Rewrite the listing below as a numbered list, from the line containing "One keypoint belongs to every instance. Tag the car windshield" through the end of the listing, both ends included. Leave out any blank lines.

-- START --

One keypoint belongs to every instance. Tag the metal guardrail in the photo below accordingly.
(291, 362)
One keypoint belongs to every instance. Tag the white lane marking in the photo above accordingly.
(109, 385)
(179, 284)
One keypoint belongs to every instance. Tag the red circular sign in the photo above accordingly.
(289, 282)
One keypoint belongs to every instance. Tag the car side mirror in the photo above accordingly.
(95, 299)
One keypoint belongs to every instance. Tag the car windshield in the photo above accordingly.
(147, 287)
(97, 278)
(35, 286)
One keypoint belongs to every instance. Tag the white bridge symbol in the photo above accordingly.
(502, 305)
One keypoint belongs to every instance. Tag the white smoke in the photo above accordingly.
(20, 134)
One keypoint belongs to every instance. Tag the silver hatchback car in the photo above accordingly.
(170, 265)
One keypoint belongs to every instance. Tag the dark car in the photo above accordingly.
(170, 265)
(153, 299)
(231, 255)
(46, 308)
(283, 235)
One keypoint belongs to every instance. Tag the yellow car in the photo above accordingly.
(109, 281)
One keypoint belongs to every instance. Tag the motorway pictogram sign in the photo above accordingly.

-- END --

> Exercise result
1. One keypoint belongs to every instance. Tag the car windshield in the photo above accordingly.
2. (147, 287)
3. (97, 278)
4. (35, 286)
5. One keypoint belongs to every instance. Tag the white bridge symbol in the photo above accordingly.
6. (502, 305)
7. One keypoint belongs to every instance. Tag the white smoke in the photo above accordingly.
8. (20, 134)
9. One keypoint belongs to every instance. Tag the silver hatchback car in the photo above accordingly.
10. (170, 265)
11. One keypoint belongs to every instance. Tag the dark car in the photo above accordingly.
12. (170, 265)
13. (153, 299)
14. (231, 255)
15. (46, 308)
16. (283, 235)
17. One keypoint belongs to every instance. Tag the yellow car in the photo above accordingly.
18. (109, 281)
19. One keypoint belongs to every instance. Tag the motorway pictogram sign in the photo above accordingly.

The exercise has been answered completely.